Pulsar SQL supports pulsar's primitive schema #4728

congbobo184 · 2019-07-15T08:04:27Z

Motivation

Continue the PR of #4151

Verifying this change

Add the tests for it

Does this pull request potentially affect one of the following parts:
If yes was chosen, please highlight the changes

Dependencies (does it add or upgrade a dependency): (no)
The public API: (no)
The schema: (no)
The default values of configurations: (no)
The wire protocol: (no)
The rest endpoints: (no)
The admin cli options: (no)
Anything that affects deployment: (no)

Documentation

Does this pull request introduce a new feature? (yes / no)
If yes, how is the feature documented? (not applicable / docs / JavaDocs / not documented)
If a feature is not applicable for documentation, explain why?

▸ **WORK INSTRUCTIONS**:
1. List every part that the pull request on Pulsar SQL primitive schema support checks for possible effects, each of which is marked "(no)".
2. Quote the pull request on Pulsar SQL primitive schema support, starting at the words "The wire protocol: (no)" and stopping after "feature? (yes / no)".

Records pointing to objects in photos
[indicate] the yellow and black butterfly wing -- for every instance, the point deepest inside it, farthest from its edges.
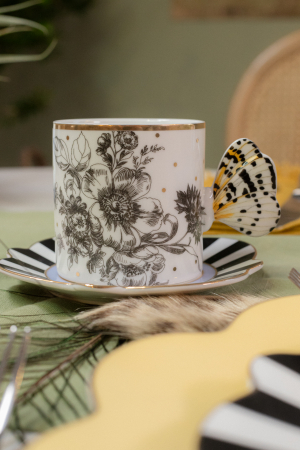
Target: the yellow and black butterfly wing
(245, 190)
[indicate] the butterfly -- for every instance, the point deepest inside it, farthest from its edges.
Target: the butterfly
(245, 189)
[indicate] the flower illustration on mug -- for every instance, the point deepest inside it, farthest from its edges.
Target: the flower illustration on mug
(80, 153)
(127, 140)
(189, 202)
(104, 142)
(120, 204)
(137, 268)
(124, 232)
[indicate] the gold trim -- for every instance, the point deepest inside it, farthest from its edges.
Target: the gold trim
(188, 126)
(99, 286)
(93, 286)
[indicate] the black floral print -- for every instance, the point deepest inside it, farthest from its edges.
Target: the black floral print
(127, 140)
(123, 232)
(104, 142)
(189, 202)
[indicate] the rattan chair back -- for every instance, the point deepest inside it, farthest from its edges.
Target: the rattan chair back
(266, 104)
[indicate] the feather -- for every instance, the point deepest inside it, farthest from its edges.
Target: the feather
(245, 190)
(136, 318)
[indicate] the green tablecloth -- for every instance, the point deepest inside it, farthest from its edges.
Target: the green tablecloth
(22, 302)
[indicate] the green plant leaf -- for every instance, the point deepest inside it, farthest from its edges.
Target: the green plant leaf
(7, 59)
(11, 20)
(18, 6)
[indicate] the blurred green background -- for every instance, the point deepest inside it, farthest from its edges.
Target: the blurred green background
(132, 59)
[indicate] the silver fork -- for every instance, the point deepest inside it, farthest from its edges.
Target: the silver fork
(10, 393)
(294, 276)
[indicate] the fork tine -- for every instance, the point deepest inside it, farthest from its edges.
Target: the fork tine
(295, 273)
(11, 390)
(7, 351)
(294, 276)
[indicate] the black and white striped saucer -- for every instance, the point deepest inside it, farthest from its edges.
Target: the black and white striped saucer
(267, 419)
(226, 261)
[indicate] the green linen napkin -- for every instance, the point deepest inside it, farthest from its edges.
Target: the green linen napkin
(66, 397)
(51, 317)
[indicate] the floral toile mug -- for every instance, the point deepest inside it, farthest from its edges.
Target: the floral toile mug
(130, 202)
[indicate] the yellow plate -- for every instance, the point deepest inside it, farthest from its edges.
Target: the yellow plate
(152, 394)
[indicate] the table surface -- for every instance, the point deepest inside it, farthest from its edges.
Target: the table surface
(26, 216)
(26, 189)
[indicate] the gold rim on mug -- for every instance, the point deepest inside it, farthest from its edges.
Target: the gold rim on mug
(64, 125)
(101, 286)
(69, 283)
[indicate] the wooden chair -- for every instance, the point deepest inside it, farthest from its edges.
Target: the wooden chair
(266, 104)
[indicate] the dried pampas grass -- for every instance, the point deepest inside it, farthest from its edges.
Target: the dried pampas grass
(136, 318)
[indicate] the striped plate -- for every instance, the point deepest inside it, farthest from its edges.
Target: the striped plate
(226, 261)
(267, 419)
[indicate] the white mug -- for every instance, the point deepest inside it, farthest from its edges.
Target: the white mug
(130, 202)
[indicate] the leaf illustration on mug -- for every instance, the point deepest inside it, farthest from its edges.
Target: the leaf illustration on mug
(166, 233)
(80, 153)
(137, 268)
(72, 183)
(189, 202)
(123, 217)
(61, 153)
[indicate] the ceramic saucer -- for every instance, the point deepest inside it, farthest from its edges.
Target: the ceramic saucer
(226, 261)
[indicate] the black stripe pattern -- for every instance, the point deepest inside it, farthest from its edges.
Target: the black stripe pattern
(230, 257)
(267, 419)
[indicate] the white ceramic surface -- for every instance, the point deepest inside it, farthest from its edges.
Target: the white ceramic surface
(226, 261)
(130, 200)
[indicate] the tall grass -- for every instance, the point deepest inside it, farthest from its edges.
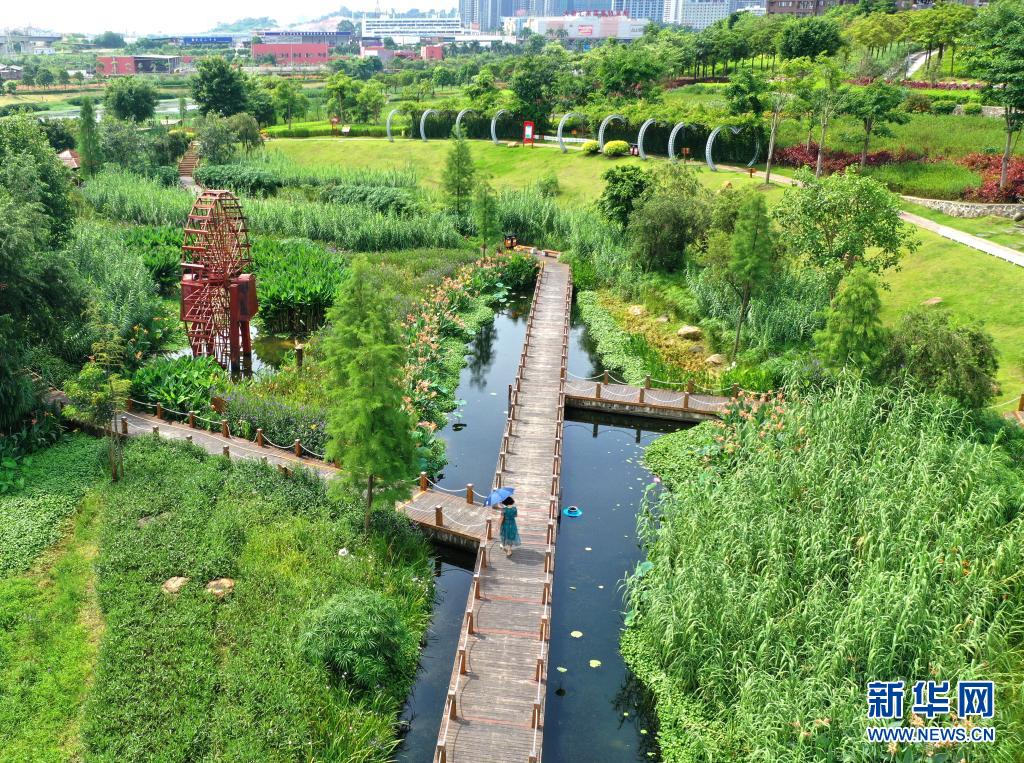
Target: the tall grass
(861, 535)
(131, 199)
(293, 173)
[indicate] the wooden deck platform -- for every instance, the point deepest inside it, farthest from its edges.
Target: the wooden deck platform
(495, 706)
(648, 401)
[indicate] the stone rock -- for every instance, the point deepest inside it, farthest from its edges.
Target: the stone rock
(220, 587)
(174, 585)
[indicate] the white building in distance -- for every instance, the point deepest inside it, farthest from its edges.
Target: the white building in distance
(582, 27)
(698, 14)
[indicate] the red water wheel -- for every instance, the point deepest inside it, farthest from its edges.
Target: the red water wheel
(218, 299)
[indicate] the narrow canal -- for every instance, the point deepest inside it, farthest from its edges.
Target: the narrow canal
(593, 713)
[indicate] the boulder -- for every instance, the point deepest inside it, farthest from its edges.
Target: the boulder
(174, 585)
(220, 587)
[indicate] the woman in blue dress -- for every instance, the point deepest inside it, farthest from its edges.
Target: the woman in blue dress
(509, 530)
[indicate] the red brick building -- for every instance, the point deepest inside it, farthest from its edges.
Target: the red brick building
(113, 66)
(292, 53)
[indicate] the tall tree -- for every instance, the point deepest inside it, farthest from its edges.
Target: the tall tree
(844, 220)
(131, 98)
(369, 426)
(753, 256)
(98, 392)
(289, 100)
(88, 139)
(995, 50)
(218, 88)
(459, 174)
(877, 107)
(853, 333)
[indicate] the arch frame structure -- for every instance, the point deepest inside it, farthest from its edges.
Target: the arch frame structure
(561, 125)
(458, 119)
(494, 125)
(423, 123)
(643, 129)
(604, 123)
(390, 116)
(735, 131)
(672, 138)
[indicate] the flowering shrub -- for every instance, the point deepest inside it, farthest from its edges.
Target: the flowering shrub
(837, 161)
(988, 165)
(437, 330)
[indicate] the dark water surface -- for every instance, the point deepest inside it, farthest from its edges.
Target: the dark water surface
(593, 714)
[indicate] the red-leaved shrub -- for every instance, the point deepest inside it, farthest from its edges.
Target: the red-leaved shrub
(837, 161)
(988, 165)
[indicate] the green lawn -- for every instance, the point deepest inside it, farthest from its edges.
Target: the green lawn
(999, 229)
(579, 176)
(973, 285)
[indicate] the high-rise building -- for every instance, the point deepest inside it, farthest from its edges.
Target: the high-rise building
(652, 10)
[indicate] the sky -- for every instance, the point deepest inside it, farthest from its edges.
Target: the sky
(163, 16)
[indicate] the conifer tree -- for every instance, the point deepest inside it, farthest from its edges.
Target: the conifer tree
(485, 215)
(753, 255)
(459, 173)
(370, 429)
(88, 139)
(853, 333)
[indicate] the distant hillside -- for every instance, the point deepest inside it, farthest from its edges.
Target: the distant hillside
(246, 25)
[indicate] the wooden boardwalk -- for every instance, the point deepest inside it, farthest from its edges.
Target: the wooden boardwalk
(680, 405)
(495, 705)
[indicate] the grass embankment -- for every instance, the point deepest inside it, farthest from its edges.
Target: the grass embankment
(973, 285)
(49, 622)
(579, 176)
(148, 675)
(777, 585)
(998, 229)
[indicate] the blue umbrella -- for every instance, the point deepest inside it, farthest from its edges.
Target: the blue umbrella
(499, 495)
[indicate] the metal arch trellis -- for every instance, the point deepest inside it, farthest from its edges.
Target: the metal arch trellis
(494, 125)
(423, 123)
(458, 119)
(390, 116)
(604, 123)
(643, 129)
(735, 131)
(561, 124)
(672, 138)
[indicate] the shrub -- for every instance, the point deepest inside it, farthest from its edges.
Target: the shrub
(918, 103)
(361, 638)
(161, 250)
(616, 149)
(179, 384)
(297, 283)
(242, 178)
==
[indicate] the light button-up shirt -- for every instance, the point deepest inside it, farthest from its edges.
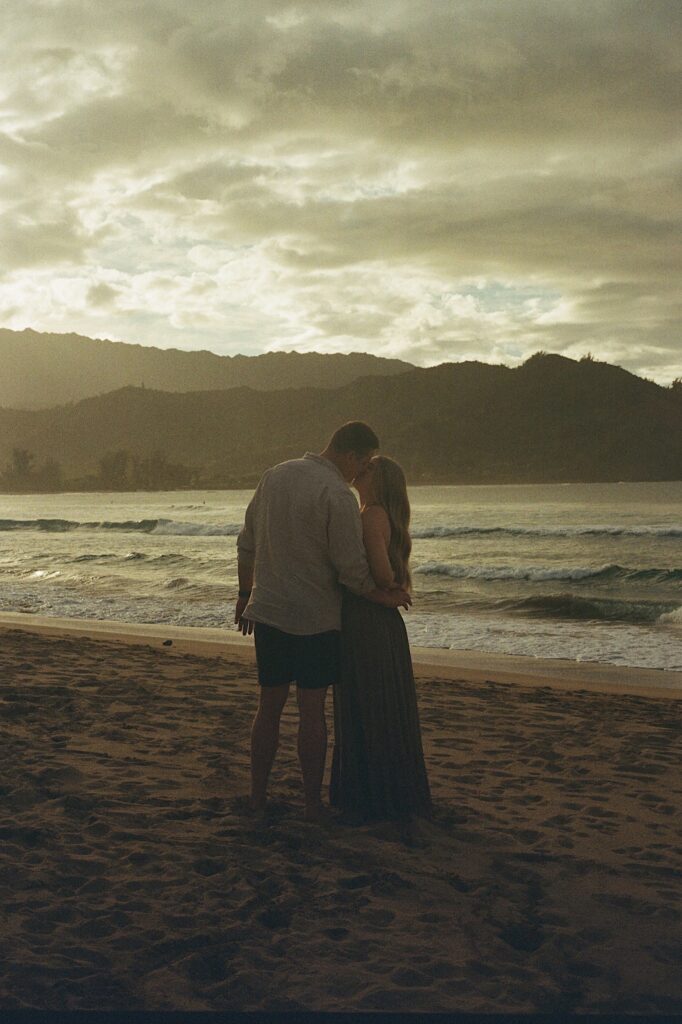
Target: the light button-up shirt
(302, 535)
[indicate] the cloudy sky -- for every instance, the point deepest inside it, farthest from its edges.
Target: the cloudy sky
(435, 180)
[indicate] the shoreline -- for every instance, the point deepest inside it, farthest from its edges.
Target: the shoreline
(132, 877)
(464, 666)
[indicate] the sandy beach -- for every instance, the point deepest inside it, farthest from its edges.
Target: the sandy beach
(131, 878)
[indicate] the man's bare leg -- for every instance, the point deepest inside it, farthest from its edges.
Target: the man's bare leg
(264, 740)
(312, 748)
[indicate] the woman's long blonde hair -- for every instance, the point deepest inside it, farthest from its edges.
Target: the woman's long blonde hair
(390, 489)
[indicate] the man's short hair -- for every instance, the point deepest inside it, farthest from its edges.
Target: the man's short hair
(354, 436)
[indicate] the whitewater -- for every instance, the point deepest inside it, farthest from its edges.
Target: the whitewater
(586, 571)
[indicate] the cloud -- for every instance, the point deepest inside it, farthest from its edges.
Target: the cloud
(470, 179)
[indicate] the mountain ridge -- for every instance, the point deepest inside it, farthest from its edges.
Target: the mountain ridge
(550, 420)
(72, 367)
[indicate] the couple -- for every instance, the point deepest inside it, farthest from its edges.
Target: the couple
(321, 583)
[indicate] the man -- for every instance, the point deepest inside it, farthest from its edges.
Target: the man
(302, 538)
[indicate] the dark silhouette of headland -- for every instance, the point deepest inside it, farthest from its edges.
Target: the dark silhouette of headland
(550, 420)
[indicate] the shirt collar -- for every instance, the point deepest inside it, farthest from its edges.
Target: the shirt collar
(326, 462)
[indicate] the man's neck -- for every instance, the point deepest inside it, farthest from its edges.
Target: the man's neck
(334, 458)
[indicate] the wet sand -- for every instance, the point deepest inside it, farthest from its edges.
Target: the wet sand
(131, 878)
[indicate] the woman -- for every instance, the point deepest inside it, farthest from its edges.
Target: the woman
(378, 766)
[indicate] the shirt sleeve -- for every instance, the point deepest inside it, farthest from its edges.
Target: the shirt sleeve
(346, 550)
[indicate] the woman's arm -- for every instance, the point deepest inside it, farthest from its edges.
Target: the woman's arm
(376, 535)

▸ **OUTPUTS**:
1.
- Dependencies (does it add or upgrade a dependency)
- The public API
- The schema
- The default values of configurations
- The wire protocol
- The rest endpoints
- The admin cli options
- Anything that affects deployment

2.
The wire protocol: (no)
The rest endpoints: (no)
The admin cli options: (no)
Anything that affects deployment: (no)

Documentation

Does this pull request introduce a new feature? (yes / no)